Requirement 1: Can you write out, word for word, the part of the digital signal processing lecture that opens with the words containing "In this introduction, we" and closes with "a signal is."?
Requirement 2: Could you continue the digital signal processing lecture from the point where it stops?

Source:

:::::

Module 1: Basics of Digital Signal Processing

- Paolo PrandoniLecturer

School of Computer and Communication Science - Martin VetterliProfessor

School of Computer and Communication Sciences

Hi and welcome to the new edition of our digital signal processing class.

In this introduction, we would like to talk about what signal processing is and

what makes it so interesting and relevant today.

And we will start the usual way by picking apart the name of the class.

So we have three words, digital, signal, processing.

Let's start with the centerpiece, signal, and try to define what a signal is.

The best definition that I can come up with,

is that a signal is a description of the evolution of a physical phenomenon.

And that is best explained by example, so take the weather for instance.

If you measure the temperature over time,

you have one possible description of the phenomenon, weather.

Take a sound, a sound is generated by, say,

my vocal tract, by creating a pressure wave.

If you measure this pressure at a point in space with a microphone for

instance, you have a description of the phenomenon sound.

But of course that is just one possible description.

If the sound had been recorded on a tape recorder, for

instance, the description of that phenomenon would take the form of

the magnetic deviation that is recording on the tape.

In more dimensions, if you take the light intensity on the surface, and

you encode that as a gray level on paper.

You have two dimensional black and white photograph.

That is also a signal that varies in space rather than in time.

So, we have a signal then we have the processing part.

And the processing part is where we make sense of this information

that has been described by the signal.

We can process the signal in two ways.

We can analyze it, namely we want to understand the information carried by

the signal and perhaps extract some more high level description.

Or we can synthesize a signal, that's also signal processing.

And that's when we create a physical phenomenon that contains a certain amount

of information, that we want to put out in the world.

:::::

Data shown:
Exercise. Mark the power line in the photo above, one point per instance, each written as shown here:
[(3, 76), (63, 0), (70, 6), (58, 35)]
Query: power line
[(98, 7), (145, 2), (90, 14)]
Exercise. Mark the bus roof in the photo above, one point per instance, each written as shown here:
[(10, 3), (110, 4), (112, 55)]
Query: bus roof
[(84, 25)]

:::::

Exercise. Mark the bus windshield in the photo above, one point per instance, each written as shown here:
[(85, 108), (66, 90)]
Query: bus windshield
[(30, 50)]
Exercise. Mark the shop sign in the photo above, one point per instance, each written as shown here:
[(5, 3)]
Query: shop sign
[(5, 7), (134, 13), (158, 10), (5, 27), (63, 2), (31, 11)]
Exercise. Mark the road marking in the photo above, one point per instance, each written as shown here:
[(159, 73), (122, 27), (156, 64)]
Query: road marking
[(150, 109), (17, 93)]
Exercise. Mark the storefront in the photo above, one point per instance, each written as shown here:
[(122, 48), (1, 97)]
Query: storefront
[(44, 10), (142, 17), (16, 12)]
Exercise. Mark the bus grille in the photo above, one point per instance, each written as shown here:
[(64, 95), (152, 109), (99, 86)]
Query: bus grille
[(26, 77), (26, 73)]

:::::

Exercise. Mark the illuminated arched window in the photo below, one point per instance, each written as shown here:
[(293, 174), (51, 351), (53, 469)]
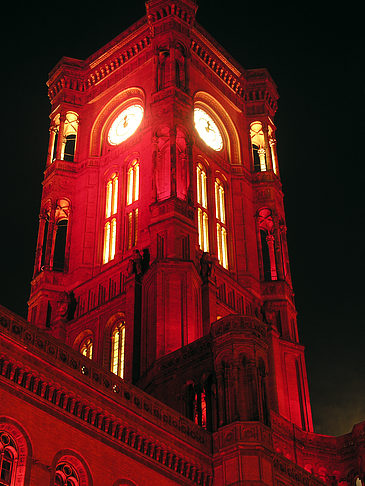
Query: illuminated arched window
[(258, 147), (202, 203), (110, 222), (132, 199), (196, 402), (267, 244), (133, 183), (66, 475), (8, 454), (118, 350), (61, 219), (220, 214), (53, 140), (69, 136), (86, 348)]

:::::

Final answer 1:
In this introduction, we would like to talk about what signal processing is and

what makes it so interesting and relevant today.

And we will start the usual way by picking apart the name of the class.

So we have three words, digital, signal, processing.

Let's start with the centerpiece, signal, and try to define what a signal is.

Final answer 2:
And this is really what we do when we transmit information, like when we use our

cell phone or the radio, or when we generate sounds with a music synthesizer.

So we said that the signal is a description of the evolution of a physical

phenomenon, but

signals like so, are not an exclusivity of the digital signal processing.

In physics, for instance, perhaps you remember the equation that

describes the motion of a project dial, that was discovered by Galileo in 1638.

And you have a simple equation that relates

the vertical position to the initial velocity and to time.

And you have this beautiful curve that describes the instantaneous position.

In electronics, for instanc,

you have a lot of equations that describe the inner workings of electronic circuits.

Here you have an RC network, and

the voltage at the output is described by this law of charge or

discharge of the capacitor that would be something like this.

So what makes digital signal processing interesting?

In these two examples you can see that the mathematical model that we used to

describe the signals, is that of a function of a real variable time.

This is a standard model for what we call analog signals.

But if we go back to the motion of a project dial we see that this equation

has only one degree of freedom.

The only thing you can choose is the initial velocity, but

then the shape of the signal will always be the same.

And similarly in an RC network, you can choose the value for the resistor and for

the capacitor, but the signal will always have the same exponential decaying shape.

Now if I show you a wave form like this, you probably have seen this before and

you can guess that it is some sort of representation of a sound or speech.

And if we were to apply this mathematical model to this kind of information.

The question is, what is the function that describes the sound?

Well there's no really an easy answer for that.

What I can try to do is record this information, and

people have invented extremely sophisticated devices to do so.

So for sound, for instance, I could come up with a record player, I could come up

with a tape recorder, and then if I want to measure a temperature signal.

Then I would have to come up with a mechanical system that

drags a pencil on a piece of paper to record the evolution of temperature.

And to capture photographs, I will have to invent a camera.

But you see every device is specific to a certain signal.

It will record any information but

it will not let me manipulate this information easily and in a generic way.

In other words, the recording device will give me something like a picture,

something like this.

But it will not answer the question,

what is the function that describes the phenomenon?

This is the problem with analogue signals.

The big paradigm shift and the power inherent to digital signal processing,

is that we're moving away from an analog model for signals like this.

So we're not asking, what is the function that represents the signal anymore,

we're just moving to a recording of the values of this function.

And represent the phenomenon just as a series of numbers.

And in particular, for digital signals, these numbers are integers.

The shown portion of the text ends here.